TASKS TO COMPLETE
(A) In the passage on health care reform in Tennessee hospitals, rewrite the paragraph beginning "Two years ago, for example" in one shorter sentence that keeps its main facts.
(B) Write the next paragraph of the passage on health care reform in Tennessee hospitals, picking up after its final sentence.

PAGE EXCERPT
______
Health care reform is not a legislative invention. It’s a quiet revolution that is occurring in hospitals and clinics throughout the country.
Two years ago, for example, the staff at East Tennessee Children’s Hospital in Knoxville rallied around a project to prevent infections that can occur through central lines (catheters) inserted into babies’ tiny blood vessels.
Since 2008, they have cut the infection rate by 80 percent.
“We no longer accept infection as the cost of doing business,” says Carla Saunders, NNP, advanced care coordinator for the Pediatrix Medical Group at the hospital and a 20-year veteran neonatal nurse practitioner.
Thanks to the Tennessee Initiative for Perinatal Quality Care (TIPQC), the lessons learned at East Tennessee Children’s are now available to all of the other neonatal intensive care units (NICUs) in the state.
TIPQC was Aschner’s brainchild. Other states, like California, Ohio and North Carolina already had neonatal/perinatal care collaboratives. She went to the Governors Office of Children’s Care Coordination (GOCCC) and the March of Dimes to find funds to start one in Tennessee.
______
DATA FOR REVIEW

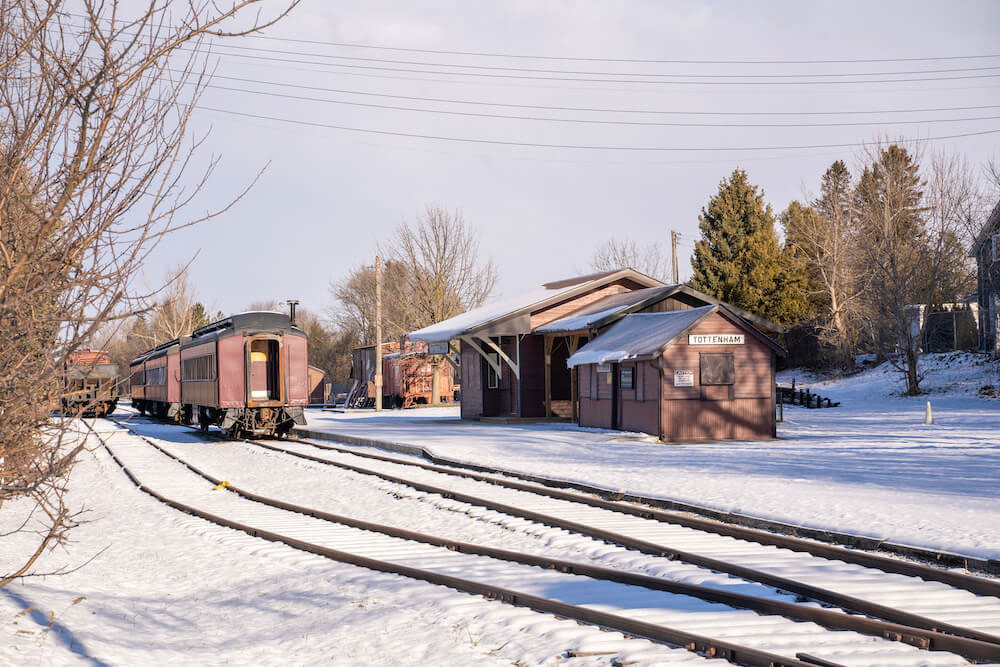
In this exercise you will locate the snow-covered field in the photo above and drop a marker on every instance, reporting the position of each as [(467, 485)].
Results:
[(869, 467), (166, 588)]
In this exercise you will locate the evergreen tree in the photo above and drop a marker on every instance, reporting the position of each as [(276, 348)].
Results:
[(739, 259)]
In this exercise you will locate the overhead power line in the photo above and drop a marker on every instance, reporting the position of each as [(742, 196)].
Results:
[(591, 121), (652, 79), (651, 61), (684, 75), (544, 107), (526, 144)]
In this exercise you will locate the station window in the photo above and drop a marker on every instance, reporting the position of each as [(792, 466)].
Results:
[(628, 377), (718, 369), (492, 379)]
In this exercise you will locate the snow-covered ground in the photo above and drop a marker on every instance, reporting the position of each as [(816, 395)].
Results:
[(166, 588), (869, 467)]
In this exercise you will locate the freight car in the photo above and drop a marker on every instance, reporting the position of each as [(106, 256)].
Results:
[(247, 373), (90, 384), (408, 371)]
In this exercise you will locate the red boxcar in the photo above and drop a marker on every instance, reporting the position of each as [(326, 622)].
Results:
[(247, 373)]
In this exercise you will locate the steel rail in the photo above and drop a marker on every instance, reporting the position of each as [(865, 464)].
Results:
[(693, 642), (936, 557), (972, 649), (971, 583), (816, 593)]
______
ANSWER SECTION
(A) Two years ago, staff at East Tennessee Children's Hospital in Knoxville started a project to prevent infections from central lines (catheters) placed in babies' tiny blood vessels.

(B)
The collaborative officially got off the ground in late 2008. Peter Grubb, M.D., assistant professor of Pediatrics at Vanderbilt and the initiative’s medical director, said the goal for TIPQC is simple. Take the energy and initiative exhibited by people like Saunders, use it to devise evidence-based practices that can improve care, and then selflessly share with everyone.
"The air transportation industry adopted a non-competitive approach to flight safety some time ago,” Grubb explains. “Not sharing to gain a competitive advantage has become unthinkable. This ideal resonates with many stakeholders across the healthcare spectrum, and organizations like TIPQC provide a previously missing venue to share data and experience about patient safety and quality."
Saunders says it’s about time. “We have been good at sharing results of research for some time, but we have not been good at sharing quality improvement information. Maybe the lack of sharing was competition or fear based,” she says.
After only one year of operation, TIPQC has more than 1,000 individual members, including nurses and physicians from groups representing all 27 NICUs in Tennessee, plus a growing number of Obstetrics/Gynecology practices.
Why reinvent the wheel
The East Tennessee group, for example, adapted a successful program promoted by the California Perinatal Quality Care Commission to prevent the spread of infectious agents through central lines. “Why re-invent the wheel?” asks Saunders.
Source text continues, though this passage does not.